╭─ Фрагмент текста

Итак, Кольцов, позавидовавший губернскому рецензенту Дацкову. Но ведь сам Кольцов писал Белинскому: «Глупое положение нашей братьи-рифмачей: вот теперь и хочется написать о Павле Степановиче статейку, а чертовы размеры не дают хода прозе».
За этим признанием действительно стоят серьезные вещи, но уж никак не желание блеснуть рецензией у Грабовского в «Губернских ведомостях», считая Дацкова своим соперником. Да и самая «статейка» о Мочалове вряд ли бы стала обычной театральной рецеизийкой. Кольцов действительно был большим театралом. И в пору пребывания в столицах, и в Воронеже. «Театр у нас есть, да такой гадкий, что тошно в нем быть: мужчины бесталанные, а женщины и безобразные. Играют все одни и те же трагедии, драмы, комедии, водевили, оперы, мелодрамы, балеты и всякие другие вещи. „Ревизоры“ свои и „Гамлеты“ – нипочем. И сборы идут хорошие. Как можно звонким риском да и в пору у нас много выигрывать!»
Да, Кольцов, научись он бойкому рецензентскому перу, вряд ли бы преуспел в роли воронежского театрального критика.

╰─
╭─ Фрагмент набора данных

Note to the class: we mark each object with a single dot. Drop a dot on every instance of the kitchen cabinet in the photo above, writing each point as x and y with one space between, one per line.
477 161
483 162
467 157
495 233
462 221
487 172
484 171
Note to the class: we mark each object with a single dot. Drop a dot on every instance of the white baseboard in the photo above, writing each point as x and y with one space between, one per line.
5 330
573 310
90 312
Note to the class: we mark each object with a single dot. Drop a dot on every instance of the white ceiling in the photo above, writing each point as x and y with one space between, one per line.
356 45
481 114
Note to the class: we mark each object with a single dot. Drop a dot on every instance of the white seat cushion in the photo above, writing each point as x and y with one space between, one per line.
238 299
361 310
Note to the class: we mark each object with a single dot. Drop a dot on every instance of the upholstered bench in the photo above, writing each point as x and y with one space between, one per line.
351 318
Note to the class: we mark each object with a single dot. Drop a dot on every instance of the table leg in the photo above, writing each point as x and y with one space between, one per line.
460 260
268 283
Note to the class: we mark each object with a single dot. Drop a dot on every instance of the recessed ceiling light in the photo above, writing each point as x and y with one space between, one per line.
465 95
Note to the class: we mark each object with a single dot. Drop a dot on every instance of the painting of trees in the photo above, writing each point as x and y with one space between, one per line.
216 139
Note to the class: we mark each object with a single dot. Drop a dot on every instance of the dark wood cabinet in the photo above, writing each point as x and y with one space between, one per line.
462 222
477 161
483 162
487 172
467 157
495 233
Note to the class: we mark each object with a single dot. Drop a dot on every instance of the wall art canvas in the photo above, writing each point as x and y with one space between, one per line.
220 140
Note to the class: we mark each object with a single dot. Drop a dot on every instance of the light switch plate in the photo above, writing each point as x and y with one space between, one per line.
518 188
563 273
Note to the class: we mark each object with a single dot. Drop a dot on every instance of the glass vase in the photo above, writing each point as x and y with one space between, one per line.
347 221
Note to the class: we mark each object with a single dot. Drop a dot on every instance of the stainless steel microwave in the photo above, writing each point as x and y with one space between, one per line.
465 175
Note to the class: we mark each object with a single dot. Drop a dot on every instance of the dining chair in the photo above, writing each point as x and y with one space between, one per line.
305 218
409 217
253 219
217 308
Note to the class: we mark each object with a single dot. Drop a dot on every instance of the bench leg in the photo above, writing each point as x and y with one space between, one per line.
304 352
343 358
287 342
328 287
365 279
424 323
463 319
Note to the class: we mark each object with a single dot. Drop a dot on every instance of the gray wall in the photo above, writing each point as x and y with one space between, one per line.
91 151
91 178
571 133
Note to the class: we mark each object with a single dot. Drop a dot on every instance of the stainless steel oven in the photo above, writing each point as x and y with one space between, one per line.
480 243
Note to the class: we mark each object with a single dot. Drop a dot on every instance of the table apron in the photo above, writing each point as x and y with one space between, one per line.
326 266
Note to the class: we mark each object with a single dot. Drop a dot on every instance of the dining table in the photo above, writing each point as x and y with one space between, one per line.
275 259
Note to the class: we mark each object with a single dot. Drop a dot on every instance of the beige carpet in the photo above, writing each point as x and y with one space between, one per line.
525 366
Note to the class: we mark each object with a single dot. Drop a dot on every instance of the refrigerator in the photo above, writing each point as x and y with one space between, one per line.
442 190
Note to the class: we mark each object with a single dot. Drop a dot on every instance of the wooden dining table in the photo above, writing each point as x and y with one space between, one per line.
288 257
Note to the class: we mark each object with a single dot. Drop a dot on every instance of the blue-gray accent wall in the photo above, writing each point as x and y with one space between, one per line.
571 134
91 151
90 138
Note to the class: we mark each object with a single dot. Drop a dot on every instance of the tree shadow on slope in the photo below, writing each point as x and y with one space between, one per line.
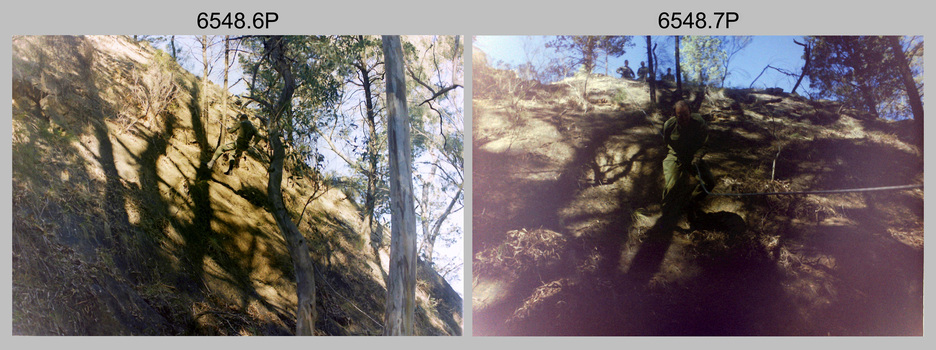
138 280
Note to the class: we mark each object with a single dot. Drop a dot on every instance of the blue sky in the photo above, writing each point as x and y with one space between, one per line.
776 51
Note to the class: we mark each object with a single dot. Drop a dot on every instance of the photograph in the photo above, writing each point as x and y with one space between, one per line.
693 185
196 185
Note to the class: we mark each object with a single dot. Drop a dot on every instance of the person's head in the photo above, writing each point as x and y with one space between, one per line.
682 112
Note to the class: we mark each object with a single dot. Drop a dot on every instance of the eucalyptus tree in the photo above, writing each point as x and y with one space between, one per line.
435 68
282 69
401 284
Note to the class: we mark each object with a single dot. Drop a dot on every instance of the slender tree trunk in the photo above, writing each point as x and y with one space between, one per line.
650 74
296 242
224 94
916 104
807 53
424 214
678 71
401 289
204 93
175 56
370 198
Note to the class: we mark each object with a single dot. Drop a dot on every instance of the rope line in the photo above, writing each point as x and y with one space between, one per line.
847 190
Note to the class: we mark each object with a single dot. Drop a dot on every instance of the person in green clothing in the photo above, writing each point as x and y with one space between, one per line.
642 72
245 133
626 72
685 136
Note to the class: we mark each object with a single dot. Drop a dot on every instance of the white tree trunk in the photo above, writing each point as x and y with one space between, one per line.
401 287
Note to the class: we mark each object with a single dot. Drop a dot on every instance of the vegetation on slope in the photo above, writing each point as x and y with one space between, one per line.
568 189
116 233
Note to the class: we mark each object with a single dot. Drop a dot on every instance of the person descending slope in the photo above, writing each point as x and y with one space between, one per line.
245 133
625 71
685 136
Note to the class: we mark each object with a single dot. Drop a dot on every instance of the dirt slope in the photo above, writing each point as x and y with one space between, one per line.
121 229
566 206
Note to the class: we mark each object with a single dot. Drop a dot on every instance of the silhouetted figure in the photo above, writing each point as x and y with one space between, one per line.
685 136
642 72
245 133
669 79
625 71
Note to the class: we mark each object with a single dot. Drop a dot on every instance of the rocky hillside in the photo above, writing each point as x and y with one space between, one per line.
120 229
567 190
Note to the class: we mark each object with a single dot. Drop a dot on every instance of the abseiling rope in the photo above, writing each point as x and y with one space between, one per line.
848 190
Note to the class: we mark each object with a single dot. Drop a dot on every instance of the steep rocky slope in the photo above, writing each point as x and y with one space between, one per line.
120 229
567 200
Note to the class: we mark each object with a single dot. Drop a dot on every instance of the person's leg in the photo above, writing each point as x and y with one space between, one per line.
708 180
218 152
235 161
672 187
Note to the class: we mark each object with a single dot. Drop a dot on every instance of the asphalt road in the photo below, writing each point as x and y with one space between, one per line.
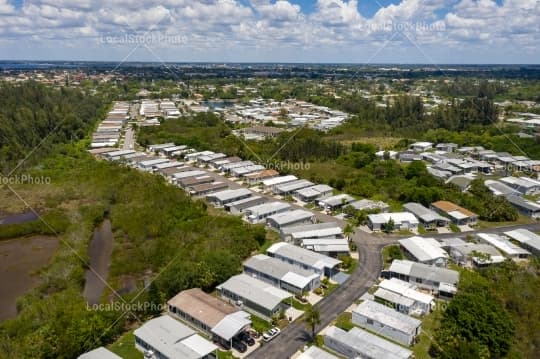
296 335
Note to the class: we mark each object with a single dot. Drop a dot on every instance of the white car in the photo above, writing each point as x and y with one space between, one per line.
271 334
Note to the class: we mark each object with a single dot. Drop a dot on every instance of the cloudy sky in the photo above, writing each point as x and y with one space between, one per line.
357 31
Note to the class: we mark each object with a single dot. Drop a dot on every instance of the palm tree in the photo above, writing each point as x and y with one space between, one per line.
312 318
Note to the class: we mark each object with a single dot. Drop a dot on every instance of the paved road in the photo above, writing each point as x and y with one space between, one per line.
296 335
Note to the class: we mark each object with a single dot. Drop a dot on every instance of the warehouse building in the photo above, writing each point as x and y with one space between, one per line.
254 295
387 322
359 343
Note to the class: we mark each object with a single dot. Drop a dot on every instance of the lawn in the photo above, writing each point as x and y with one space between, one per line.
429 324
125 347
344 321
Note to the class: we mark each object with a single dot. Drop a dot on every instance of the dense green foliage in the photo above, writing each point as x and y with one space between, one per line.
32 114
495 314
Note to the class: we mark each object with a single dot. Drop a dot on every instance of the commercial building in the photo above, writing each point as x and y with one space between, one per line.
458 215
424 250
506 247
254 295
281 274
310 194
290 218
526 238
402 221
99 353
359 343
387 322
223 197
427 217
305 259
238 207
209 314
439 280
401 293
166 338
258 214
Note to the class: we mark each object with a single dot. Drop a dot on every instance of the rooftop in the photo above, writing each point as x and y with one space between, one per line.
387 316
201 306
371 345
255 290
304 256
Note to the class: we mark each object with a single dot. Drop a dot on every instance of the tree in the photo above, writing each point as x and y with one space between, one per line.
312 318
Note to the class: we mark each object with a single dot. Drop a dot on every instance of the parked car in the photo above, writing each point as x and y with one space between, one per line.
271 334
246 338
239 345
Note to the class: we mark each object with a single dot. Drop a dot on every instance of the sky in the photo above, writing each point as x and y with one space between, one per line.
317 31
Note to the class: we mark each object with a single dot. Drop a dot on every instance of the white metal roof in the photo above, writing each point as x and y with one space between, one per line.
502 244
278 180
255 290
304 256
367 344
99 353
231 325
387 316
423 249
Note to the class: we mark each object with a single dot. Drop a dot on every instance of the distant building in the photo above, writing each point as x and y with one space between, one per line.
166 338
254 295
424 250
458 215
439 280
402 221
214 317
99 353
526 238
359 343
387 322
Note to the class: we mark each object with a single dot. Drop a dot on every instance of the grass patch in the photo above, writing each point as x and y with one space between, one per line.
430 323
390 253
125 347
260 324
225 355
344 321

╰─
╭─ Фрагмент набора данных

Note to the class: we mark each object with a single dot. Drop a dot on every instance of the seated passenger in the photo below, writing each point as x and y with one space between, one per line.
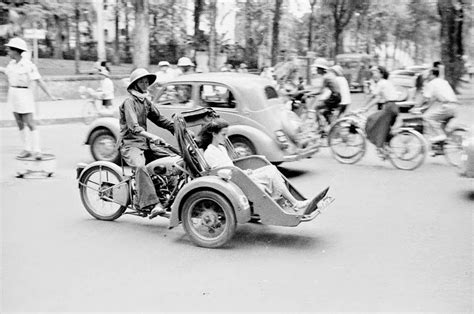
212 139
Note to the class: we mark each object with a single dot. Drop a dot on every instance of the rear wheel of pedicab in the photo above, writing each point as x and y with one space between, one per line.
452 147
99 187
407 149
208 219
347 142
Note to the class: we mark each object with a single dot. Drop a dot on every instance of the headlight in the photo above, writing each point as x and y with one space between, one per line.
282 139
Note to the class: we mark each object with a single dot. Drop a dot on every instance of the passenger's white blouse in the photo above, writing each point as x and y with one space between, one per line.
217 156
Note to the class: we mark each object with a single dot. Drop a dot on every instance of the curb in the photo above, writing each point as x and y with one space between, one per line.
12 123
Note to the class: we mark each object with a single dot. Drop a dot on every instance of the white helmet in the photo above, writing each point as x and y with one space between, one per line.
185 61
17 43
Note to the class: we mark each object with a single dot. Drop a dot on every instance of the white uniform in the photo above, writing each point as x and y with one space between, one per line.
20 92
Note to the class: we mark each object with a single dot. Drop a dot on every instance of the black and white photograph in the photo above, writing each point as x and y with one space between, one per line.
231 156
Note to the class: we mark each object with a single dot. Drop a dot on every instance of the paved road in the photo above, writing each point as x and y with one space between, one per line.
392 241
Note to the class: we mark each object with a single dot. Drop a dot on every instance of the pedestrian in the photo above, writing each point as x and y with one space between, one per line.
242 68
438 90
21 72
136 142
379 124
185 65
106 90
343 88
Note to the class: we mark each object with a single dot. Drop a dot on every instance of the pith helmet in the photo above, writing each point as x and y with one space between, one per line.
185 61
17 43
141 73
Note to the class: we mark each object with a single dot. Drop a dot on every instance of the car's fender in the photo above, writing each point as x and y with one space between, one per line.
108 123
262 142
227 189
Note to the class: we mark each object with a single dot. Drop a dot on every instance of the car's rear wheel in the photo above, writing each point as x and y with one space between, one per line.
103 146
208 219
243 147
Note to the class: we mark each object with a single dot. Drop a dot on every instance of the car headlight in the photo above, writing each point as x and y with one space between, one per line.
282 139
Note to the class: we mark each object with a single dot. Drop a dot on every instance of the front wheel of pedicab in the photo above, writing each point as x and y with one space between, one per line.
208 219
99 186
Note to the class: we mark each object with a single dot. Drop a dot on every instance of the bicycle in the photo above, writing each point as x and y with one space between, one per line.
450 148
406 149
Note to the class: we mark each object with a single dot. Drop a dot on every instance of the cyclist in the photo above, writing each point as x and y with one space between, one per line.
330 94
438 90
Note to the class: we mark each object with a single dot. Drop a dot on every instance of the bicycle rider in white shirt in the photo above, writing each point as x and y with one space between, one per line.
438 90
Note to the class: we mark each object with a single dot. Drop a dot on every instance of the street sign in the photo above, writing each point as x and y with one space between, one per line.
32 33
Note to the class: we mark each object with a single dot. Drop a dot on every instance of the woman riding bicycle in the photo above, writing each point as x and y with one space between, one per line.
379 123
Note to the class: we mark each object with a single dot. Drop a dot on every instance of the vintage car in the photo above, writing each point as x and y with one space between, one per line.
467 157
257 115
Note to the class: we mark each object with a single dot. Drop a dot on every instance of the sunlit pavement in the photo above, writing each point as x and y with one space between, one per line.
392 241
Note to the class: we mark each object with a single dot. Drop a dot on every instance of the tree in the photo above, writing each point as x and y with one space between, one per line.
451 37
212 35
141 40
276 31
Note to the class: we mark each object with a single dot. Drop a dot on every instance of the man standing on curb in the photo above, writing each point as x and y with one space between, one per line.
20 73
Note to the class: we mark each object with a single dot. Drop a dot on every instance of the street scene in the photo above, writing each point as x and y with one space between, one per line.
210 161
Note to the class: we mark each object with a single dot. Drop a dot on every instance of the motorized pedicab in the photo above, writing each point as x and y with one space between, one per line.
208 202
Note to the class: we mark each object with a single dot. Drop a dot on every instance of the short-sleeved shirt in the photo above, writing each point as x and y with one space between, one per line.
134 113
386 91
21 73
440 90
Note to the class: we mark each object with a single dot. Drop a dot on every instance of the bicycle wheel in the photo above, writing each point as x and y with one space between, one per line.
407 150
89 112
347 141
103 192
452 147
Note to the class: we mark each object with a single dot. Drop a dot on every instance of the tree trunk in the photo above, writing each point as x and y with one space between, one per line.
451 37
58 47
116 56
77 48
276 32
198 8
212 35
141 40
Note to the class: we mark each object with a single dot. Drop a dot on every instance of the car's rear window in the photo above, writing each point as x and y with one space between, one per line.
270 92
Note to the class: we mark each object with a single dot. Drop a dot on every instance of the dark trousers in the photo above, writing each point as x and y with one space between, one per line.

╰─
╭─ Фрагмент набора данных

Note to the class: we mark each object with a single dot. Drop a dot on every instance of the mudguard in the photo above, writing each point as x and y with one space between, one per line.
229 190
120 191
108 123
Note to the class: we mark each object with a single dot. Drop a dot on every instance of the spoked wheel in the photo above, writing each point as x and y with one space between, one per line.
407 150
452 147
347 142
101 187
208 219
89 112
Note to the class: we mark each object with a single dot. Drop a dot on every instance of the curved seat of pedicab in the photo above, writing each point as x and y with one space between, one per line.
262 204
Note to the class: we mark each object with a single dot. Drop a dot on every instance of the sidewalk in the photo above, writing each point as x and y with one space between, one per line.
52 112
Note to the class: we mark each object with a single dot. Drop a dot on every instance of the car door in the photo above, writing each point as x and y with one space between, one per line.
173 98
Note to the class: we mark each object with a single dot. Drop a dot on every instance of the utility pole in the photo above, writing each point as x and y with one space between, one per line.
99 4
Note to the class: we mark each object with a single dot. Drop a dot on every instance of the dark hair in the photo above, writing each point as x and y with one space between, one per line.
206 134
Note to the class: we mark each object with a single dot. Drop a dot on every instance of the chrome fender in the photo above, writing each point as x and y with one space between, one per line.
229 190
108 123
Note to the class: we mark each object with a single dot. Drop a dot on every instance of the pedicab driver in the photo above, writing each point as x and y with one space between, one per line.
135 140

╰─

■ Задания
#1 Кому, согласно тексту о Кольцове, он писал, что ему хочется написать статейку о Павле Степановиче?
#2 Подхватите текст о Кольцове и продолжите его с того места, где он заканчивается.
Записи здесь ни при чем.

■ Ответы к заданиям
#1 Белинскому.

#2
Весной 1840 года появился в Воронеже Мочалов: «Двадцать третьего апреля приехал к нам Павел Степанович Мочалов с женою и раз уж, вчера, двадцать восьмого, играл „Скопина-Шуйского“, тридцатого будет играть „Коварство и любовь“, второго мая – „Смерть или честь“, шестого – „Гамлета“, потом „Отелло“, „Короля Лира“, „Ненависть к людям“. И у нас в Воронеже большой праздник; у театра шум и давка. Он собой пробудил наш сонный город. Я не был на „Скопине-Шуйском“, не буду и на „Коварстве и любви“, а потом все раза буду и вперед уверен, что он мою холодную натуру разогреет… Мука жить в тихом матерьяльном городе одному, сиротой».
Кольцов и на игру самого Мочалова мог смотреть резко критически, и его оценки не были простым дифирамбом, как не была таким дифирамбом и статья о Мочалове в роли Гамлета, которую написал Белинский, проследивший за игрой великого актера (из девяти представлений Белинский был на восьми) с точностью стенографа и рассказавший о ней со страстью соратника и соучастника, то негодующего, то восхищающегося. Крайне неровная игра почти всегда отличала Мочалова. «Осенью, 26 сентября, – писал Белинский в своей статье, – мы в седьмой раз увидели Гамлета, но едва могли высидеть три акта, и только по уходе короля со сцены были вознаграждены Мочаловым за наше самоотвержение, с каким мы долго дожидались от него хоть одной минуты вдохновения».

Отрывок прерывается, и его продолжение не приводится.